_DOCUMENT SEGMENT:_

•••

Educational Interventions: Trying multiple subgroups (gender, region, income) for an effect can yield false positives if each group is tested separately.
Quality Control: Tracking many defect metrics, each with its own hypothesis test, demands correction to avoid believing random spikes represent real issues.

Clarity¶

Reveals that p=0.05 means a 1 in 20 chance of error per test, so if you do 20 tests, you might expect at least one false positive on chance alone.

Manages Complexity¶

Methods like Bonferroni, Holm, or Benjamini-Hochberg control the family-wise error rate or false discovery rate, ensuring conclusions remain robust across multiple simultaneous tests.

Abstract Reasoning¶

Demonstrates how repeated "trials" naturally amplify random hits, paralleling gambler's ruin or "searching until you find something." Controlling the inflated error is crucial for multi-hypothesis scenarios.

Knowledge Transfer¶

Cognitive Psychology: Running multiple questionnaires or sub-tests on the same participants can yield spurious correlations if not corrected.
Machine Learning: Feature selection across hundreds of potential predictors can yield false associations unless adjusting for multiple comparisons.

•••

_PROVIDED DATA:_
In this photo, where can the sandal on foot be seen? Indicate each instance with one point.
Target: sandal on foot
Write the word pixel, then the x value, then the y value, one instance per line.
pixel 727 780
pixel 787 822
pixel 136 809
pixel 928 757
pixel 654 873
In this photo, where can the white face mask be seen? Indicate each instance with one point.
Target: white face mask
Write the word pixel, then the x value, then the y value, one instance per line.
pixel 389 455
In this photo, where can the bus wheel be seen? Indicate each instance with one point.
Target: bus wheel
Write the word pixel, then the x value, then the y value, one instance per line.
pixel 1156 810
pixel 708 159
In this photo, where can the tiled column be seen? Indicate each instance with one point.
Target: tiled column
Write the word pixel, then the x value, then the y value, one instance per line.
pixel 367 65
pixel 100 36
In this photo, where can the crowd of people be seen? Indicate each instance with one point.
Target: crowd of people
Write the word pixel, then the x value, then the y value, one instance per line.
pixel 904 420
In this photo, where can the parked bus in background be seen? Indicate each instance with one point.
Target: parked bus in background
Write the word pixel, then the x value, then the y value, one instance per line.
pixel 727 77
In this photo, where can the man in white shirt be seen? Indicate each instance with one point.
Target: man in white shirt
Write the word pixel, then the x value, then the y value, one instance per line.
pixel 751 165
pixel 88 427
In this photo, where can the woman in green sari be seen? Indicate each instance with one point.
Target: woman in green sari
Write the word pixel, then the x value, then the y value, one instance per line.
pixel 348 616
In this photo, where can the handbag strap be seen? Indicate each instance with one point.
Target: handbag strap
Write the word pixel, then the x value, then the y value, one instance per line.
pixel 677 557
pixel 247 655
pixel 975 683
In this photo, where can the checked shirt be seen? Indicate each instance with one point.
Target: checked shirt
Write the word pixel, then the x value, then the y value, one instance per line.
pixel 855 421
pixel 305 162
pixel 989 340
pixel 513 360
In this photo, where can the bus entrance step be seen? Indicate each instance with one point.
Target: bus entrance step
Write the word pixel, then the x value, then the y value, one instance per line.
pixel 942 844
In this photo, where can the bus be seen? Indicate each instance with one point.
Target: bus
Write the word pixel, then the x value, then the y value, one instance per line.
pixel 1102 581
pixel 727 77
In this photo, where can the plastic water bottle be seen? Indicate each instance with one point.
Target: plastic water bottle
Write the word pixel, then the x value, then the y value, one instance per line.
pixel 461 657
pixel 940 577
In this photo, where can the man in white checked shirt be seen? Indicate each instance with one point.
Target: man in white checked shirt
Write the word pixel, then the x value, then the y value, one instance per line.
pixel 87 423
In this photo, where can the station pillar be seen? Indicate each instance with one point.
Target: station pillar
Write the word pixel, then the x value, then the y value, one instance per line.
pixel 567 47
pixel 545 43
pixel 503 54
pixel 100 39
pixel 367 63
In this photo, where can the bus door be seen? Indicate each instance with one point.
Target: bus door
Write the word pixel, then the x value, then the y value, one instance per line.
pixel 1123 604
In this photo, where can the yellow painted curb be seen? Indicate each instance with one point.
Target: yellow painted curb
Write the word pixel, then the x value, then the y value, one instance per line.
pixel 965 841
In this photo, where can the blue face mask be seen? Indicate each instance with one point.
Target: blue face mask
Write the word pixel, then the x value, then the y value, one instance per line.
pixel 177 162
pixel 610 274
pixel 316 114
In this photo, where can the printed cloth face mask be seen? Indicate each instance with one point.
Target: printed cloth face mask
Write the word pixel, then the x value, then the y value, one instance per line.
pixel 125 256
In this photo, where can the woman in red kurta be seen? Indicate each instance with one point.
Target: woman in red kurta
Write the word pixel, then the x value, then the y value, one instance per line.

•••

_PROBLEM SET:_
- a) Please output the multiple-testing passage word for word, starting at "Quality Control: Tracking" and stopping after "represent real issues.".
- b) Write the next part of the multiple-testing passage, picking up after its final sentence.

_RESULTS:_
- a)
Quality Control: Tracking many defect metrics, each with its own hypothesis test, demands correction to avoid believing random spikes represent real issues.

- b)
Example¶

A medical genetics lab screening 10,000 genetic markers for a disease trait uses a false discovery rate method to avoid concluding "we found a gene association!" for random outliers among thousands of tests.

Relationships to Other Abstractions¶

Current abstraction Multiple Comparisons Correction Prime

Parents (1) — more general patterns this builds on

Multiple Comparisons Correction presupposes Type I & Type II Errors Prime

Multiple-comparisons correction presupposes the false-positive/false-negative error framework because it controls aggregate false positives by trading threshold stringency against missed true effects.

Children (3) — more specific cases that build on this

Benjamini–Hochberg Procedure Domain-specific is a kind of Multiple Comparisons Correction

Benjamini-Hochberg is multiple-comparisons correction specialized to a rank-based step-up rule that controls false discovery rate rather than familywise error rate.
Bonferroni Correction Domain-specific is a kind of Multiple Comparisons Correction

Bonferroni Correction is a strict specialization of Multiple Comparisons Correction.
Look-Elsewhere Effect Domain-specific is a kind of Multiple Comparisons Correction

The Look-Elsewhere Effect is multiple-comparisons correction specialized to a scanned or continuous search space, where a local extremum is converted to global significance through an effective trials factor.

Hierarchy paths (6) — routes to 6 parentless roots

Multiple Comparisons Correction → Type I & Type II Errors → Hypothesis Testing (Null vs. Alternative) → Statistical Inference → Inductive Reasoning

Not to Be Confused With¶

Multiple Comparisons Correction is not Hypothesis Testing (Null vs. Alternative) because Multiple Comparisons Correction is a correction procedure applied when conducting multiple tests to control family-wise error rates, while Hypothesis Testing is the framework for a single test controlling Type I error at the per-test level.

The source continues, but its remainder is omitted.